TrainingEpochLoop._should_check_val_fx discrepancy between continued run <> restore from ckpt

Anner-deJong commented 2 years ago

🐛 Bug

Found a discrepancy between a continued run after checkpointing, and restoring from checkpoint

Observation:

training_batch / val_loop ordering upon checkpoint restoration not the same as original run after checkpoint saving.

There are still the same amount of train steps, but the validation loops are interleaved at a single step later, which can cause the restored run to end up with one less validation loop (see colab)

> [PROBLEM SET]
1. Repeat from the bug report, word for word, starting with "Anner-deJong commented 2" and going on through "after checkpoint saving.".
2. Answer these questions from the bug report:
(a) Who posted the comment?
(b) What stays the same in number between the original run and the restored run?
(c) How much later are the validation loops interleaved in the restored run?
The lines after this point have nothing to do with the bug report.

> [DATA SHOWN]
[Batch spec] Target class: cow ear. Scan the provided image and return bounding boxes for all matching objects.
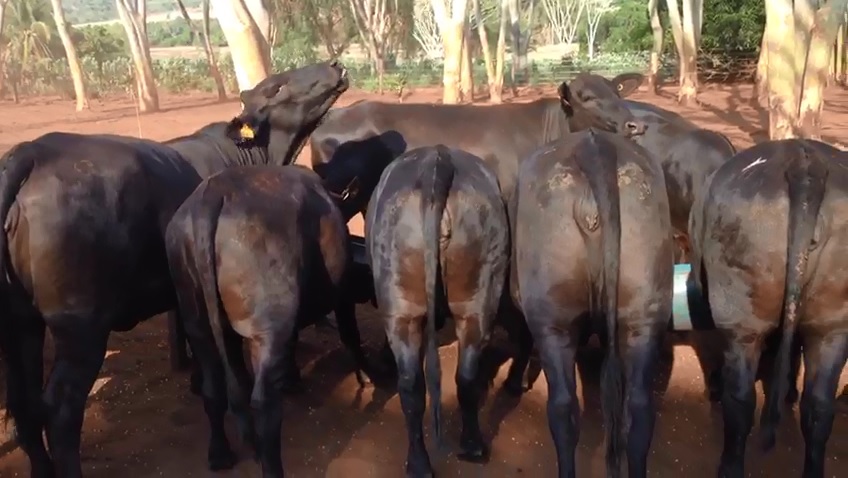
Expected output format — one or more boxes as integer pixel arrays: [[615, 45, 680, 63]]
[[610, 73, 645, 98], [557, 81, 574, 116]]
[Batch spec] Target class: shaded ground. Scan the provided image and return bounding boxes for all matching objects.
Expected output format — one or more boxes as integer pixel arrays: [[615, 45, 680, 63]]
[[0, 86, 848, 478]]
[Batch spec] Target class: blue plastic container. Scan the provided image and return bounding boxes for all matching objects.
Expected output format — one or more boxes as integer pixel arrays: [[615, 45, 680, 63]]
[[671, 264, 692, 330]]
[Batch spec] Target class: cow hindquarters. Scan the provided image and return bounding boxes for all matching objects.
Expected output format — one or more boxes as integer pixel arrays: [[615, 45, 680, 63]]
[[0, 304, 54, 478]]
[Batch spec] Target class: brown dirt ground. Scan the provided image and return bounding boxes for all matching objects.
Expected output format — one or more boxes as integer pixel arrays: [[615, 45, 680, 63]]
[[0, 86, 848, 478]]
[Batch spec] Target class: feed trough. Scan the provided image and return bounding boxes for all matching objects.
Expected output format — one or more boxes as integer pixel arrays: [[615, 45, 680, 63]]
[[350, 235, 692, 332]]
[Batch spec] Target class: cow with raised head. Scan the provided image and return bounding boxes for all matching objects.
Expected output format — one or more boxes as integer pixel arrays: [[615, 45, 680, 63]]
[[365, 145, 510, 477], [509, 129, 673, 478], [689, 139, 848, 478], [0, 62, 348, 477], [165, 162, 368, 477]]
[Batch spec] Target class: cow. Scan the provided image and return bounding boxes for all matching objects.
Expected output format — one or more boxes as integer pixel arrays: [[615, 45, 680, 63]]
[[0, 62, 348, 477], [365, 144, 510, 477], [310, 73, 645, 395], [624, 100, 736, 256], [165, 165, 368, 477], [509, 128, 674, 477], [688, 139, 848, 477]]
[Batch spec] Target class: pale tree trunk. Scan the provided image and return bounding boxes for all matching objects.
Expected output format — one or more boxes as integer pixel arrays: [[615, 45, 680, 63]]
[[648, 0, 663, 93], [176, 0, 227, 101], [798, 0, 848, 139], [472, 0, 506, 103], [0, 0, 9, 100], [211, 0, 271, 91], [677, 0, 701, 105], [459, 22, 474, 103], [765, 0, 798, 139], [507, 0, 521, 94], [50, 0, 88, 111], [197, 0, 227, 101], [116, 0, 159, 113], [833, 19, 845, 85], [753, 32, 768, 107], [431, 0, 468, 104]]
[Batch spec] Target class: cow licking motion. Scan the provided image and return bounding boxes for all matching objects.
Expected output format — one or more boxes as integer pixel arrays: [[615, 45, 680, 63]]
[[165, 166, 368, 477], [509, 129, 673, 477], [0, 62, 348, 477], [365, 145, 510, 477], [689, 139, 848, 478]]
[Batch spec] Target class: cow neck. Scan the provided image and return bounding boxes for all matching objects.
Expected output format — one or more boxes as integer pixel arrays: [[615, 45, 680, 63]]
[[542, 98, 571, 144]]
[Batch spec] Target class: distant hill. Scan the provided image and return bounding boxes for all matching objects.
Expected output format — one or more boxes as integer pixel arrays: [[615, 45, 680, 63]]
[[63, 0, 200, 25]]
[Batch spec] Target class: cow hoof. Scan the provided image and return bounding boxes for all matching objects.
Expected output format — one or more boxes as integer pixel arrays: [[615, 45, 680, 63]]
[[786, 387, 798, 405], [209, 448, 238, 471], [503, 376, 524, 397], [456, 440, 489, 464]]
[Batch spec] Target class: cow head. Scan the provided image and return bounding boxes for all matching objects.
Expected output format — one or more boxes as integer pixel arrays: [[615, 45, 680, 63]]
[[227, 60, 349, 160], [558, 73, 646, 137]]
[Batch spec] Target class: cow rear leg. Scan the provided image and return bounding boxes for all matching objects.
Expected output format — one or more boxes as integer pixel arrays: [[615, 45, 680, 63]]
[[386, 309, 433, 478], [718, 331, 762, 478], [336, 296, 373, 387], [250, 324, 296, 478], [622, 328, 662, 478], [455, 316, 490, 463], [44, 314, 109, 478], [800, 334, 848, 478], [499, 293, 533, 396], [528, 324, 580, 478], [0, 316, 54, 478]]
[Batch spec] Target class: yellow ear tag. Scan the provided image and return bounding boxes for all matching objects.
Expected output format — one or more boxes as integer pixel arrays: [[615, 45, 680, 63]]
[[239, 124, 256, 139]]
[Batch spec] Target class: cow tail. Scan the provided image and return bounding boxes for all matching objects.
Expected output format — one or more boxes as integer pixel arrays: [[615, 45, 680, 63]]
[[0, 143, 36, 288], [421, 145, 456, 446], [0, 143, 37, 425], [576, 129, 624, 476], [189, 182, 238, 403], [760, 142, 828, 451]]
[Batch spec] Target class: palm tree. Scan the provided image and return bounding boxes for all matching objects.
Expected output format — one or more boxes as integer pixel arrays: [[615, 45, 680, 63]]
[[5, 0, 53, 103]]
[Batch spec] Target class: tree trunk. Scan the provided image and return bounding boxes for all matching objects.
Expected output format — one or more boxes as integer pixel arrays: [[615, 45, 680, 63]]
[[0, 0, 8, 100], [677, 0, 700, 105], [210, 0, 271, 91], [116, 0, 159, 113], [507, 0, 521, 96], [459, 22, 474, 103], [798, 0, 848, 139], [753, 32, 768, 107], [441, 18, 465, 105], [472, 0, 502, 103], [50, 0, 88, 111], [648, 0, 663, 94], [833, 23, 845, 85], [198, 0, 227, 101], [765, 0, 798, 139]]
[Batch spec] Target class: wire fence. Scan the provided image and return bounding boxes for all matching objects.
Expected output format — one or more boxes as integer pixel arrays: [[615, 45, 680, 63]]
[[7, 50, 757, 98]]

--

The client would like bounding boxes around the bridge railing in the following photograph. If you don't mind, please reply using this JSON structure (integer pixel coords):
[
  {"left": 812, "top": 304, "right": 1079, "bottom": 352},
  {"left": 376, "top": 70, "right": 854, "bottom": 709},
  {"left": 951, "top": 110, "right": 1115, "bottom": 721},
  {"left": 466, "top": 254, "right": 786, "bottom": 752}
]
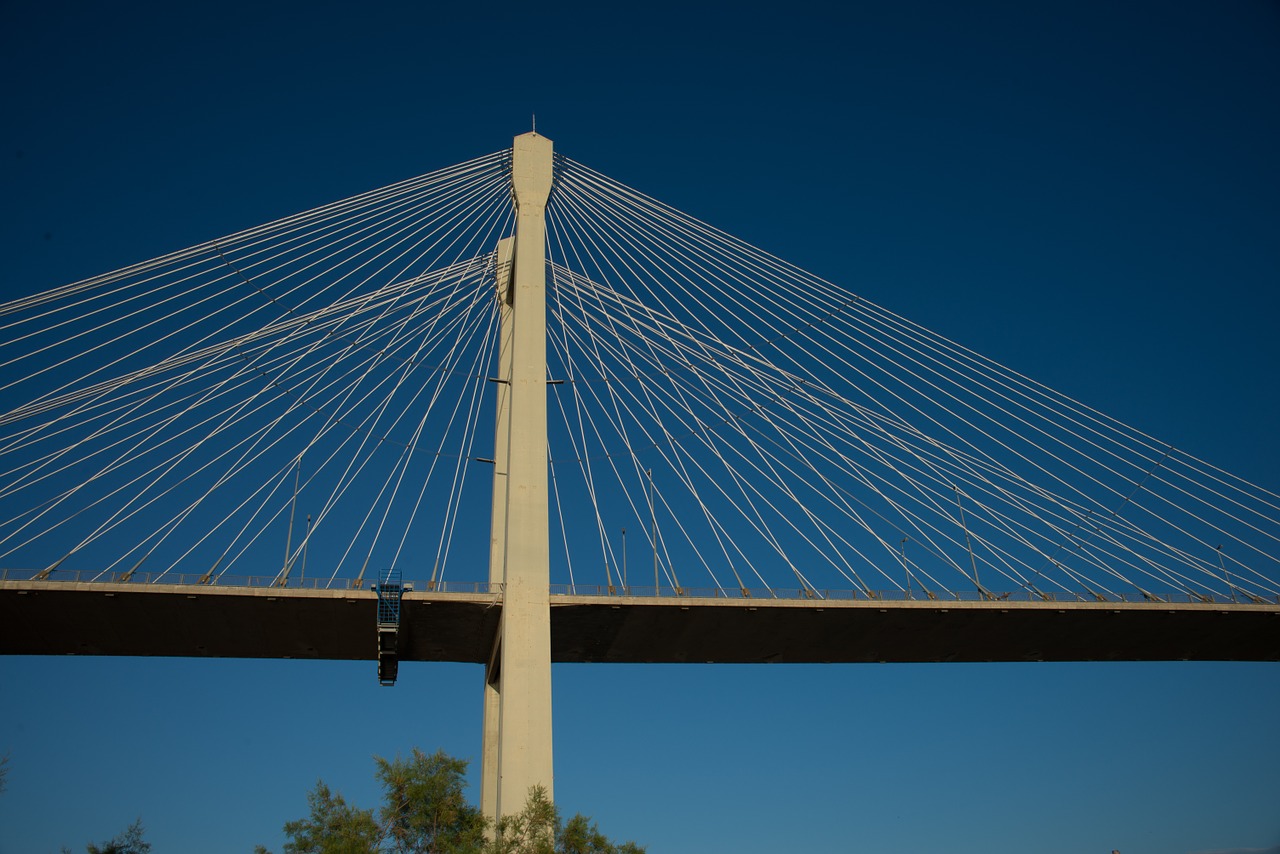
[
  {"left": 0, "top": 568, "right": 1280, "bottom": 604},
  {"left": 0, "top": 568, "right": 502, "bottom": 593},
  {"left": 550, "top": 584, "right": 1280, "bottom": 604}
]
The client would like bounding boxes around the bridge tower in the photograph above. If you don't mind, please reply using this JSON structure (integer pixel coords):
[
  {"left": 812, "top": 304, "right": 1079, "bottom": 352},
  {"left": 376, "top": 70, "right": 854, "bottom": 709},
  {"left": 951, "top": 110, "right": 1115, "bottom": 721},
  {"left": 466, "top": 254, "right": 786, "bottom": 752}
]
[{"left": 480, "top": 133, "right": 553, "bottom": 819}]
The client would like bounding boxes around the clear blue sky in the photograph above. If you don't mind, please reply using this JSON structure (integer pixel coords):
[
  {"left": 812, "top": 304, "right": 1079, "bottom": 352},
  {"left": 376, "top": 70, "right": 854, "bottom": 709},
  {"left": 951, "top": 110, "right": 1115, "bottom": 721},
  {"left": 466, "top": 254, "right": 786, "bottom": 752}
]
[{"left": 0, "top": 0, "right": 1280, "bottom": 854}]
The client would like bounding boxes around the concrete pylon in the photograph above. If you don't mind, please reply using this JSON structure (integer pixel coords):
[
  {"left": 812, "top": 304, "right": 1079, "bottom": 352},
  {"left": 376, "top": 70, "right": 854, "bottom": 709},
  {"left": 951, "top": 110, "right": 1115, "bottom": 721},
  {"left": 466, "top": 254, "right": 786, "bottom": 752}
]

* * *

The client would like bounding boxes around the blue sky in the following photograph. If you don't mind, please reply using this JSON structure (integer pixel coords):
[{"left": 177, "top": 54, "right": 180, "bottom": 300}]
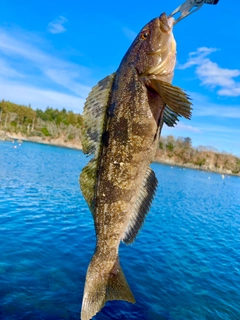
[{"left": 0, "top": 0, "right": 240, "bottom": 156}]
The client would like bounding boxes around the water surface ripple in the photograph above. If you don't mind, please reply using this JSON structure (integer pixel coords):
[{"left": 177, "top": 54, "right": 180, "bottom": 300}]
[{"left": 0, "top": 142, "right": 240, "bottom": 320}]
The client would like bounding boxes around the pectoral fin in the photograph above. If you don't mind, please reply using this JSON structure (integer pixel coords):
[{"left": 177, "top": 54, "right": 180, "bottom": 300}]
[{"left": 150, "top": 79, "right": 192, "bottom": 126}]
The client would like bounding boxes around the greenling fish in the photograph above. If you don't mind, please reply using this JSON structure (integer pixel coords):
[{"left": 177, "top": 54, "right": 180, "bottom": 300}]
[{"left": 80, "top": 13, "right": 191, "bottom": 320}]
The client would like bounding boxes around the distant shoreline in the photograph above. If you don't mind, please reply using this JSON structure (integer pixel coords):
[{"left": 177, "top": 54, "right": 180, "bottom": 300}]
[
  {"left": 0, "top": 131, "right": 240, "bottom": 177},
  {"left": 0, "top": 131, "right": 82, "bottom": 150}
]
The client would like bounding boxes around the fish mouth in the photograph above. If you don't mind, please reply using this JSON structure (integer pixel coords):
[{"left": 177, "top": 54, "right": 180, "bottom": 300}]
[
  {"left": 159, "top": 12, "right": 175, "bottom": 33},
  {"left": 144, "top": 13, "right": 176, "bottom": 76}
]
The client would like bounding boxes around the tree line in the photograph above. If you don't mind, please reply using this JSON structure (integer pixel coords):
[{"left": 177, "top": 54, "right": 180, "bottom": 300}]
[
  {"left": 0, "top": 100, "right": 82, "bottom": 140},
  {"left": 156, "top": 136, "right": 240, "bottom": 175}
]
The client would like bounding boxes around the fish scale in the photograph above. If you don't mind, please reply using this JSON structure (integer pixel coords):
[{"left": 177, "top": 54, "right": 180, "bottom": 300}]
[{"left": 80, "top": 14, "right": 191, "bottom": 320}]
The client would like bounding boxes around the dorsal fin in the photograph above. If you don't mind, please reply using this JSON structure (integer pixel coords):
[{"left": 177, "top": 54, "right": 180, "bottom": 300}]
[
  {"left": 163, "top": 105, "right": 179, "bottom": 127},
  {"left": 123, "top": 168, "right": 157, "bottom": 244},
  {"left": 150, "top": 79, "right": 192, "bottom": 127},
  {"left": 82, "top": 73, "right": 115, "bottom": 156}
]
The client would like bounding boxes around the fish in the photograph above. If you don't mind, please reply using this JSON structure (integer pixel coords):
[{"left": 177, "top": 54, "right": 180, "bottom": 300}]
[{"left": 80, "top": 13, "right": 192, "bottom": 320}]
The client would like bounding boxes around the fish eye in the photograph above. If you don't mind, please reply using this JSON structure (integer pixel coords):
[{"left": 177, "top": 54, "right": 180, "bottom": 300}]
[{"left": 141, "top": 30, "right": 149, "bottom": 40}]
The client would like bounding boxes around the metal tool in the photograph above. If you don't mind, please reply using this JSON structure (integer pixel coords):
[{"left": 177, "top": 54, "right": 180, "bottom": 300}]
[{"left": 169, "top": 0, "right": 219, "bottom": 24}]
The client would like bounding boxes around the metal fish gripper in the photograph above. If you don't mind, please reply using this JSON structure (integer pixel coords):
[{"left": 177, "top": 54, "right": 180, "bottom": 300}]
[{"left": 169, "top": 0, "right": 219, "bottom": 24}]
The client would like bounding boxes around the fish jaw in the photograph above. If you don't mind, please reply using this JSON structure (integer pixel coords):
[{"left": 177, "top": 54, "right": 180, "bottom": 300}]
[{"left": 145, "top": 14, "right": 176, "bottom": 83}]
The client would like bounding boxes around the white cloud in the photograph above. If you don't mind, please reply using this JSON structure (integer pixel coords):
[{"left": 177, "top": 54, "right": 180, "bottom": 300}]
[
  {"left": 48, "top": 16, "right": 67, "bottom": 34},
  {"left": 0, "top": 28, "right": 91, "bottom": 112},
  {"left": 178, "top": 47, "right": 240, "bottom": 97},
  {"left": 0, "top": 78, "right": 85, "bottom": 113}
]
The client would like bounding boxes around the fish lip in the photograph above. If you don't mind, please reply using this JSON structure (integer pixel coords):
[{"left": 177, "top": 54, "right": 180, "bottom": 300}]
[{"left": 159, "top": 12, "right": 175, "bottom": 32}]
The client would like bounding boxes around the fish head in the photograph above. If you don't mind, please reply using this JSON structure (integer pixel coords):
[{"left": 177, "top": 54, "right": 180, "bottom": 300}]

> [ANSWERS GIVEN]
1.
Anner-deJong commented 2 years ago

🐛 Bug

Found a discrepancy between a continued run after checkpointing, and restoring from checkpoint

Observation:

training_batch / val_loop ordering upon checkpoint restoration not the same as original run after checkpoint saving.

2.
(a) Anner-deJong
(b) The train steps
(c) A single step later